-- Your objective --
Reproduce the material below verbatim, omitting the pictures.

-- Data extract --
--------------------
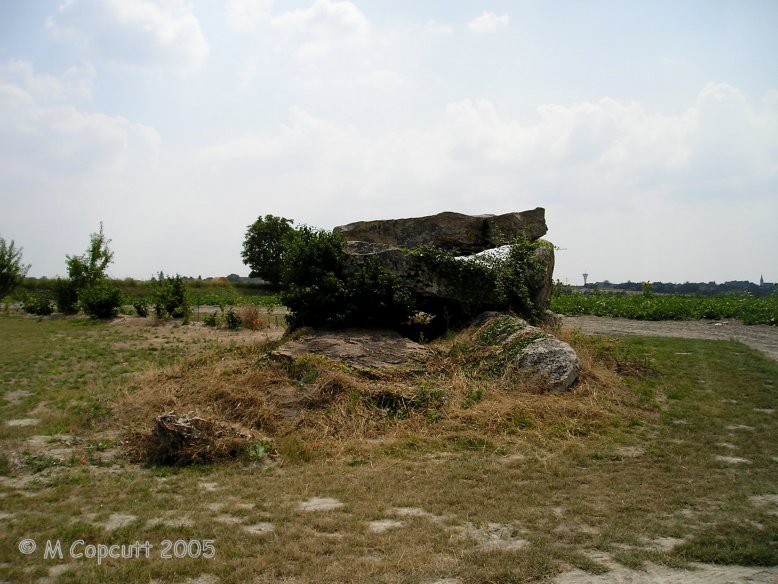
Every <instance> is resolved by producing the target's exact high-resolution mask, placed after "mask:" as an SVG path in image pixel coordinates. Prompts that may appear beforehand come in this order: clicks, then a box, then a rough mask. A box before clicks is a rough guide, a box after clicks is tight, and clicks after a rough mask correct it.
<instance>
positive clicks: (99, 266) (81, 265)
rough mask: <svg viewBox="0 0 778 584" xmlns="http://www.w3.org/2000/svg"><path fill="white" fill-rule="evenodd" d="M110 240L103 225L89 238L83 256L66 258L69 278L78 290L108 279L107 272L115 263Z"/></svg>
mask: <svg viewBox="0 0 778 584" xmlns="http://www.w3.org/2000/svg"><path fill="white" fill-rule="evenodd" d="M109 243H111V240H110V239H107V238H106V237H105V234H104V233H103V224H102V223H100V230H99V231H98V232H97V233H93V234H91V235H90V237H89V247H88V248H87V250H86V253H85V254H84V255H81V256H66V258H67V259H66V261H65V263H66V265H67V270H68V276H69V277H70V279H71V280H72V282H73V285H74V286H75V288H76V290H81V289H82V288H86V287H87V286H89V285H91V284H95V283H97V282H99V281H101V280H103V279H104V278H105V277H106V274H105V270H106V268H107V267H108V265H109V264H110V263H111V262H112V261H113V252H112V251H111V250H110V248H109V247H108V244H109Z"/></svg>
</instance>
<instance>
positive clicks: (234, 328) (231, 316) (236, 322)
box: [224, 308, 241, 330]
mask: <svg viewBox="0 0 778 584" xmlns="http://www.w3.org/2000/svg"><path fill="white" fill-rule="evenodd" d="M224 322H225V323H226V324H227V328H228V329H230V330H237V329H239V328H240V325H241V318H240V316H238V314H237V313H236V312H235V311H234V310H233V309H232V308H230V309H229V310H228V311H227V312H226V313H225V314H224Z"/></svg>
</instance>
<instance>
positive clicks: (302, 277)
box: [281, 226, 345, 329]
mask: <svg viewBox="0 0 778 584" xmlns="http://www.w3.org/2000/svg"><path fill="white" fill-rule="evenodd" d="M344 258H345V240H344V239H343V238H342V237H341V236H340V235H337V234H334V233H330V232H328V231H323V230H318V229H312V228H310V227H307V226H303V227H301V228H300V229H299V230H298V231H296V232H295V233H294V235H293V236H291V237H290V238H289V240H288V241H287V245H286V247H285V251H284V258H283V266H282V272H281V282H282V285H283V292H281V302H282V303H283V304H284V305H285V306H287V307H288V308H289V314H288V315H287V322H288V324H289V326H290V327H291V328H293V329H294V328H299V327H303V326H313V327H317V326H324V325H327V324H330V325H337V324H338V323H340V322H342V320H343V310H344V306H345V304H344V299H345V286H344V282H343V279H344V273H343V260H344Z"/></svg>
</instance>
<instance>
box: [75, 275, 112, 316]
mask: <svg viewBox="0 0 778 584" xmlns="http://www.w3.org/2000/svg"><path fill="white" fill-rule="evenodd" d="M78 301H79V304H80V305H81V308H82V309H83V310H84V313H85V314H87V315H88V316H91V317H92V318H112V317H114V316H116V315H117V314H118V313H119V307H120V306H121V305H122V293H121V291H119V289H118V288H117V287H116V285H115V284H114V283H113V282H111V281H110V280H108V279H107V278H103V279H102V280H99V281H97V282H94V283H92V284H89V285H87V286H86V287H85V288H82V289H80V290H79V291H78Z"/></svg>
--------------------
-- Expected answer --
Every <instance> is resolved by producing the target's exact high-resolution mask, placed after "mask:" as an SVG path in image pixel coordinates. Prompts that may appear beforehand come in this order: clicks, then a box, then a rough mask. A box before clicks is a rough guide, a box after clicks is tight, and clicks after a rough mask correct it.
<instance>
positive clicks: (99, 266) (81, 265)
rough mask: <svg viewBox="0 0 778 584" xmlns="http://www.w3.org/2000/svg"><path fill="white" fill-rule="evenodd" d="M110 240L103 225L89 238L83 256L66 258L69 278L78 290L108 279L107 272L115 263Z"/></svg>
mask: <svg viewBox="0 0 778 584" xmlns="http://www.w3.org/2000/svg"><path fill="white" fill-rule="evenodd" d="M109 243H111V240H110V239H107V238H106V237H105V234H104V233H103V224H102V223H100V230H99V231H98V232H97V233H93V234H91V235H90V237H89V247H88V248H87V250H86V253H85V254H84V255H81V256H66V258H67V259H66V261H65V263H66V265H67V270H68V276H69V277H70V279H71V280H72V282H73V285H74V286H75V288H76V290H81V289H82V288H86V287H87V286H89V285H91V284H95V283H97V282H99V281H101V280H103V279H104V278H105V277H106V274H105V270H106V268H107V267H108V265H109V264H110V263H111V262H112V261H113V252H112V251H111V250H110V248H109V247H108V244H109Z"/></svg>
</instance>
<instance>
positive clicks: (234, 328) (231, 316) (236, 322)
box: [224, 308, 241, 330]
mask: <svg viewBox="0 0 778 584" xmlns="http://www.w3.org/2000/svg"><path fill="white" fill-rule="evenodd" d="M224 322H225V323H226V324H227V328H228V329H230V330H237V329H239V328H240V325H241V318H240V316H238V314H237V313H236V312H235V311H234V310H233V309H232V308H230V309H229V310H228V311H227V312H226V313H225V314H224Z"/></svg>
</instance>
<instance>
positive clicks: (302, 277)
box: [281, 226, 345, 329]
mask: <svg viewBox="0 0 778 584" xmlns="http://www.w3.org/2000/svg"><path fill="white" fill-rule="evenodd" d="M344 258H345V240H344V239H343V238H342V237H341V236H340V235H337V234H334V233H330V232H328V231H323V230H318V229H312V228H310V227H307V226H303V227H301V228H300V229H299V230H298V231H296V232H295V233H294V235H293V236H291V237H290V238H289V240H288V241H287V245H286V247H285V251H284V258H283V266H282V272H281V282H282V285H283V292H281V302H282V303H283V304H284V305H285V306H287V307H288V308H289V314H288V315H287V322H288V324H289V326H290V327H291V328H293V329H294V328H299V327H303V326H313V327H317V326H324V325H327V324H330V325H337V324H338V323H340V322H342V320H343V310H344V306H345V304H344V299H345V286H344V282H343V279H344V273H343V260H344Z"/></svg>
</instance>
<instance>
box: [75, 275, 112, 316]
mask: <svg viewBox="0 0 778 584" xmlns="http://www.w3.org/2000/svg"><path fill="white" fill-rule="evenodd" d="M78 301H79V304H80V305H81V308H82V309H83V310H84V313H85V314H87V315H88V316H91V317H92V318H112V317H114V316H116V315H117V314H118V313H119V307H120V306H121V305H122V293H121V291H119V289H118V288H117V287H116V285H115V284H114V283H113V282H111V281H110V280H108V279H107V278H103V279H102V280H99V281H97V282H94V283H92V284H89V285H87V286H86V287H85V288H82V289H80V290H79V291H78Z"/></svg>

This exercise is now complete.